PROBLEM DETAILS. All of the entries need to be repeated exactly. Leave nothing out.
● ● ● ● ●
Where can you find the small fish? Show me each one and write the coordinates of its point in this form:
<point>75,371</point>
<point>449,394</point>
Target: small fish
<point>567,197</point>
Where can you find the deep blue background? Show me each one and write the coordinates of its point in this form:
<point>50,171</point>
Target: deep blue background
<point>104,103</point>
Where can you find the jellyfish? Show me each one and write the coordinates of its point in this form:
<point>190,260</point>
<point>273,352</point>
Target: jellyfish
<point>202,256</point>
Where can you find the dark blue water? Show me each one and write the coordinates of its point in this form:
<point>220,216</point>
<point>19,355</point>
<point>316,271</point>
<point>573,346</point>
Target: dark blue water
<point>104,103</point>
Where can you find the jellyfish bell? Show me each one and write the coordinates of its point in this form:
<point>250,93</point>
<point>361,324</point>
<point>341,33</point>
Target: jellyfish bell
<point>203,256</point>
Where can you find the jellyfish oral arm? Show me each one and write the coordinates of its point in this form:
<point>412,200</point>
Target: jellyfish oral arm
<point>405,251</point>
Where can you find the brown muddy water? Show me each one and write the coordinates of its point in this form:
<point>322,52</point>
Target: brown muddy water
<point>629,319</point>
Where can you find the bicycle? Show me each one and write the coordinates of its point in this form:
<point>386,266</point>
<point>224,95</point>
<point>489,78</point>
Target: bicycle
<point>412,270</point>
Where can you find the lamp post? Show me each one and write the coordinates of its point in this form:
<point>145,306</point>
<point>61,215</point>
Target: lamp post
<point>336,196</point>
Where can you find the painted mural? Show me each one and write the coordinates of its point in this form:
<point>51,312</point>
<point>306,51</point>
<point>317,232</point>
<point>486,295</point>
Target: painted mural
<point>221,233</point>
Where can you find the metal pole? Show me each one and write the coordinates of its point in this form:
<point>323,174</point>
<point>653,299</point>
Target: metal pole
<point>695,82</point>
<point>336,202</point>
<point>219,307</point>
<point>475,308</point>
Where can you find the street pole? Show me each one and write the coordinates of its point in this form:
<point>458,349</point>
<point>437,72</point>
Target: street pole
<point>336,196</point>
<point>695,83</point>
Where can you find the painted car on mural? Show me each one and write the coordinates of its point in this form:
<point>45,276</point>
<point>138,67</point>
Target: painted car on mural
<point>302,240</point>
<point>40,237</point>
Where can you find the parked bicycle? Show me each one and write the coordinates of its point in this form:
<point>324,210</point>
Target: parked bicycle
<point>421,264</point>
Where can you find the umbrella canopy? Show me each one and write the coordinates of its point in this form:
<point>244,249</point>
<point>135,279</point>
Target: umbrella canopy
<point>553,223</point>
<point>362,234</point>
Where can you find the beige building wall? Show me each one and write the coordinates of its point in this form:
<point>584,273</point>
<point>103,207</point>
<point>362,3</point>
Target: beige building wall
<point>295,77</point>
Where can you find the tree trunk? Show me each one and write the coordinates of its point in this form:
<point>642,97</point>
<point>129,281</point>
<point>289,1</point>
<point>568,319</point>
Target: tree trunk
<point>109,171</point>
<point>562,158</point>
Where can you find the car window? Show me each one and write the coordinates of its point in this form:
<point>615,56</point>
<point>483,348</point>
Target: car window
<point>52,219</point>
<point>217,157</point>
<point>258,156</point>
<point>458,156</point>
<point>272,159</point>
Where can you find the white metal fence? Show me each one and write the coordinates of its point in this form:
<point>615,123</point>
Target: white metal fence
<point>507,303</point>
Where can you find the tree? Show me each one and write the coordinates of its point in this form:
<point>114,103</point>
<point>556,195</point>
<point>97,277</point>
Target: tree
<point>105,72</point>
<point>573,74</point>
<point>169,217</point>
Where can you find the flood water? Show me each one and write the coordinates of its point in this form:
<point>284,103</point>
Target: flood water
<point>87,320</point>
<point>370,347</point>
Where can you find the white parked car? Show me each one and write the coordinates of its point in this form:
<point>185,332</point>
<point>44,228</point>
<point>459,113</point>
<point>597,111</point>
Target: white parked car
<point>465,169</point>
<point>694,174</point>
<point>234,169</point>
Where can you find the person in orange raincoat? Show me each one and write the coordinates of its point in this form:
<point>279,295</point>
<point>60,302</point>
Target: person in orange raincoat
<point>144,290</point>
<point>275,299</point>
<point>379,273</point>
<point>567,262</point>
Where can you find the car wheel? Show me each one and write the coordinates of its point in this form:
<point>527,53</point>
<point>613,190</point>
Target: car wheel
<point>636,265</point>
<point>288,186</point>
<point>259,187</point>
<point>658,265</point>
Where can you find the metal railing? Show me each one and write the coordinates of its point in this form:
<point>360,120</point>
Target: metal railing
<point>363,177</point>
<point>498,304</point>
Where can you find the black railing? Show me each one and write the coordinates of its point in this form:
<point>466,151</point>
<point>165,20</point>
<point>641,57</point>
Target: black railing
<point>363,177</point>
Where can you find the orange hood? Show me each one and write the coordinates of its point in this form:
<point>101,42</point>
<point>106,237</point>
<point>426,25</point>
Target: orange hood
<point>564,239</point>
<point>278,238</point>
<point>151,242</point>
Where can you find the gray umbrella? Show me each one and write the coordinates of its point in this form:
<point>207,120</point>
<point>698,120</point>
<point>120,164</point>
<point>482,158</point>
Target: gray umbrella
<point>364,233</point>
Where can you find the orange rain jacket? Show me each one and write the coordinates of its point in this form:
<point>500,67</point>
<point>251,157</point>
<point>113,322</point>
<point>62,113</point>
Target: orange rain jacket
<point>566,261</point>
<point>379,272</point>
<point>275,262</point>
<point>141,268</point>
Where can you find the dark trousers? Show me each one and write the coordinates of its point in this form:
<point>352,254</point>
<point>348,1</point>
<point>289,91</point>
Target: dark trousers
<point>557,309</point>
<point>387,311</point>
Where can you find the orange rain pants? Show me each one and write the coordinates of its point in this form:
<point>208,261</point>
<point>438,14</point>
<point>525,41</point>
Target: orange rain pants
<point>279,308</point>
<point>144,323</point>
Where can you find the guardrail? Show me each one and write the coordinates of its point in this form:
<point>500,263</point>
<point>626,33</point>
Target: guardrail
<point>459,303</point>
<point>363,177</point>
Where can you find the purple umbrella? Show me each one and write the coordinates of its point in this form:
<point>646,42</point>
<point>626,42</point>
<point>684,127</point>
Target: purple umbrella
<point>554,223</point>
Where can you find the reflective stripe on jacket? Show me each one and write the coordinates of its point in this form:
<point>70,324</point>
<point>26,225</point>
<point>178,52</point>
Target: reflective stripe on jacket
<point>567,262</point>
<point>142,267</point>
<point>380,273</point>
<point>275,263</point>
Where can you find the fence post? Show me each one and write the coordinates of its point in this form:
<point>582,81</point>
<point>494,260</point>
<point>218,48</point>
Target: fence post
● ● ● ● ●
ANSWER FOR THE TASK.
Where can you find the small fish? Show me each one and write the coordinates of its point in this form:
<point>75,371</point>
<point>449,394</point>
Target: small fish
<point>567,197</point>
Where can you find the deep blue background? Show me each one and write the coordinates of its point in this form:
<point>50,171</point>
Target: deep blue background
<point>104,103</point>
Where can you find the jellyfish? Show me each one and write the coordinates of its point in this form:
<point>190,260</point>
<point>273,352</point>
Target: jellyfish
<point>202,256</point>
Where can you find the dark blue water? Show me each one and write the coordinates of its point in this form:
<point>220,216</point>
<point>19,355</point>
<point>316,271</point>
<point>573,346</point>
Target: dark blue water
<point>104,103</point>
Where can you find the jellyfish bell? Show me each one and write the coordinates of its point in this form:
<point>250,93</point>
<point>361,324</point>
<point>341,33</point>
Target: jellyfish bell
<point>203,256</point>
Where can you find the jellyfish oral arm? Show me each one and write the coordinates of its point in this form:
<point>412,200</point>
Target: jellyfish oral arm
<point>405,251</point>
Where can you find the brown muddy water? Show me each one and write the coordinates of its point in this form:
<point>322,52</point>
Target: brown muddy water
<point>629,319</point>
Where can you find the bicycle? Show me each one and write the coordinates of its point in this form:
<point>386,266</point>
<point>224,95</point>
<point>489,78</point>
Target: bicycle
<point>412,270</point>
Where can you find the lamp post? Show me each one and write the coordinates of its point in this form:
<point>145,306</point>
<point>61,215</point>
Target: lamp post
<point>336,196</point>
Where can you find the painted mural? Show me each one and write the coordinates of its point in this form:
<point>51,312</point>
<point>306,51</point>
<point>317,232</point>
<point>486,295</point>
Target: painted mural
<point>221,233</point>
Where can you find the metal pole? Show me each one and write the coordinates of its point in this form:
<point>323,174</point>
<point>653,299</point>
Target: metal pole
<point>695,82</point>
<point>336,202</point>
<point>219,307</point>
<point>475,308</point>
Where can you find the street pole? Show me each one and write the coordinates of its point in this form:
<point>458,349</point>
<point>437,72</point>
Target: street pole
<point>336,196</point>
<point>695,83</point>
Where can you find the painted car on mural? Show me each one and write the coordinates of its point in this form:
<point>45,276</point>
<point>138,67</point>
Target: painted car on mural
<point>302,240</point>
<point>40,237</point>
Where can you find the parked bicycle? Show me each one and write the coordinates of its point in this form:
<point>324,210</point>
Target: parked bicycle
<point>421,264</point>
Where can you find the umbrella canopy? Show me each one and write the coordinates of its point in this form:
<point>244,249</point>
<point>135,279</point>
Target: umbrella canopy
<point>553,223</point>
<point>362,234</point>
Where can you find the beige building wall? Show me each one and write the coordinates of its point in this form:
<point>584,273</point>
<point>103,207</point>
<point>362,3</point>
Target: beige building wall
<point>295,77</point>
Where can you find the tree trunk? Show me each one and write the coordinates of its point in this form:
<point>642,97</point>
<point>129,281</point>
<point>289,1</point>
<point>568,319</point>
Target: tree trunk
<point>109,171</point>
<point>562,158</point>
Where can you find the car window? Show me each one and write the coordinates of its point in this form:
<point>615,56</point>
<point>483,348</point>
Target: car window
<point>52,219</point>
<point>217,157</point>
<point>258,156</point>
<point>458,156</point>
<point>272,159</point>
Where can you find the white metal fence? Show me each one and write the coordinates of its point in this form:
<point>615,123</point>
Target: white metal fence
<point>507,303</point>
Where can you find the tree? Show me each one and write the coordinates of its point in this form:
<point>114,103</point>
<point>556,195</point>
<point>97,277</point>
Target: tree
<point>105,72</point>
<point>573,74</point>
<point>169,217</point>
Where can you find the flood water? Show me each one and write the coordinates of its point in this form:
<point>284,103</point>
Target: flood water
<point>87,320</point>
<point>370,347</point>
Where can you find the white parked car? Show me each one and write the coordinates of its point in this form:
<point>185,332</point>
<point>44,228</point>
<point>459,113</point>
<point>597,111</point>
Target: white parked car
<point>465,169</point>
<point>694,174</point>
<point>234,169</point>
Where can you find the person in orange raincoat? Show me each one and write the coordinates of its point in this form:
<point>279,295</point>
<point>60,302</point>
Target: person in orange raincoat
<point>144,290</point>
<point>275,299</point>
<point>379,273</point>
<point>567,262</point>
Where can you find the car wheel? Show me each one and write the coordinates of its point in this form:
<point>527,53</point>
<point>613,190</point>
Target: car wheel
<point>636,265</point>
<point>288,186</point>
<point>259,187</point>
<point>658,265</point>
Where can you find the metal railing? Show me each one and write the coordinates of its point in this form:
<point>360,120</point>
Target: metal railing
<point>363,177</point>
<point>498,304</point>
Where can you find the black railing? Show me each one and write the coordinates of its point in this form:
<point>466,151</point>
<point>165,20</point>
<point>641,57</point>
Target: black railing
<point>363,177</point>
Where can you find the orange hood? Show me each one and write the coordinates of its point in this form:
<point>101,42</point>
<point>106,237</point>
<point>426,25</point>
Target: orange hood
<point>564,239</point>
<point>278,238</point>
<point>151,242</point>
Where can you find the gray umbrella? Show me each one and write the coordinates of its point in this form:
<point>207,120</point>
<point>698,120</point>
<point>120,164</point>
<point>482,158</point>
Target: gray umbrella
<point>364,233</point>
Where can you find the orange rain jacket? Show me each one and write the coordinates of its point in this form:
<point>500,67</point>
<point>251,157</point>
<point>113,322</point>
<point>62,113</point>
Target: orange rain jacket
<point>566,261</point>
<point>379,272</point>
<point>275,262</point>
<point>141,268</point>
Where can you find the dark trousers? Show me each one and write the coordinates of its point in this form:
<point>352,254</point>
<point>348,1</point>
<point>289,91</point>
Target: dark trousers
<point>557,309</point>
<point>387,311</point>
Where can you find the orange rain pants? Show me each one and write the coordinates of its point in this form:
<point>208,261</point>
<point>438,14</point>
<point>525,41</point>
Target: orange rain pants
<point>279,308</point>
<point>144,323</point>
Where can you find the guardrail? Show me each one and write the coordinates of its point in this form:
<point>500,263</point>
<point>626,33</point>
Target: guardrail
<point>459,303</point>
<point>363,177</point>
Where can you find the purple umbrella? Show me each one and write the coordinates of its point in this form:
<point>646,42</point>
<point>626,42</point>
<point>684,127</point>
Target: purple umbrella
<point>554,223</point>
Where can you find the reflective stripe on jacket? Show me each one and write the coordinates of its point in this form:
<point>70,324</point>
<point>26,225</point>
<point>178,52</point>
Target: reflective stripe on jacket
<point>567,262</point>
<point>142,267</point>
<point>380,273</point>
<point>275,263</point>
Where can you find the fence post? Show me each one and write the coordinates of its point in this form:
<point>582,81</point>
<point>494,260</point>
<point>218,48</point>
Target: fence post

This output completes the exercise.